--- start SOURCE RECORDS ---
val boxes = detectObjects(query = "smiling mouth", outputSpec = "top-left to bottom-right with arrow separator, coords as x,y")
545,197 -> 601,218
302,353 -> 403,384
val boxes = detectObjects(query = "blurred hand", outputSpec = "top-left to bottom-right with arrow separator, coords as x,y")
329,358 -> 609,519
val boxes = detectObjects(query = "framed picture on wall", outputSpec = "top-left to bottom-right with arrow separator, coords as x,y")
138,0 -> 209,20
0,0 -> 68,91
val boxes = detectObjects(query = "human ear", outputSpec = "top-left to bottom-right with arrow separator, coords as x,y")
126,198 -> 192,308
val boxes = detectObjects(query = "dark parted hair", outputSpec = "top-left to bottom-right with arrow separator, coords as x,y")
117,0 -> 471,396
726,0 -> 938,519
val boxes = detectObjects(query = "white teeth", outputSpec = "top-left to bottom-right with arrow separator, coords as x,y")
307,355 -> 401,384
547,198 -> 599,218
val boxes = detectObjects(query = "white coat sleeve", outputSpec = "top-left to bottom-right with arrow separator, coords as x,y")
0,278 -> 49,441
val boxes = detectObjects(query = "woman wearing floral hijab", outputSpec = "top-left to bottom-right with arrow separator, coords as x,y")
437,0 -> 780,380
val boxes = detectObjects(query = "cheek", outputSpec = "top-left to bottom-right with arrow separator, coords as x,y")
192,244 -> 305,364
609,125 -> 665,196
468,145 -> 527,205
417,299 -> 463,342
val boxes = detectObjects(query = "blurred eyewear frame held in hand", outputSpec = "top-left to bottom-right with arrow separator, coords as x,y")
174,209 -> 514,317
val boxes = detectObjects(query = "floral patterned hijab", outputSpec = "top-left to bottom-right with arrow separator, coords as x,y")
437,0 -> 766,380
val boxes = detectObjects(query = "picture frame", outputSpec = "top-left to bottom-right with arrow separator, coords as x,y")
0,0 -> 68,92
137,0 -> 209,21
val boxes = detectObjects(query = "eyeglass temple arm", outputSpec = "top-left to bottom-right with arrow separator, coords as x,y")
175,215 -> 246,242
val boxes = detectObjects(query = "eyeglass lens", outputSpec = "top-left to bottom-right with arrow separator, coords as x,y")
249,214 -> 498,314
--- end SOURCE RECORDS ---
TO BE DONE :: Only those lines running from the one containing "eyewear frame held" through the last line of the data above are to be copied, exactly, with both ends included.

RIGHT ANSWER ::
val boxes = detectObjects(query = "blurred eyewear frame held in hand", outputSpec = "top-left to bottom-right with arrow separator, coords as x,y")
174,209 -> 514,317
val boxes = detectObjects(query = "floral patterned hijab", outputSpec = "top-left to bottom-right with arrow separator, coords as x,y")
437,0 -> 766,380
val boxes = detectObjects(query = "picture frame", outputSpec = "top-left to bottom-right with arrow separator, coords as x,y")
0,0 -> 68,92
137,0 -> 209,21
val boxes = detectObjects(query = "eyeglass temple arm", outputSpec = "top-left to bottom-right with arrow separator, coords as x,y")
175,215 -> 246,242
val boxes = detectObjects(query = "eyeglass lens", outputSpec = "top-left to bottom-right with arrow separator, coords as x,y")
249,214 -> 498,314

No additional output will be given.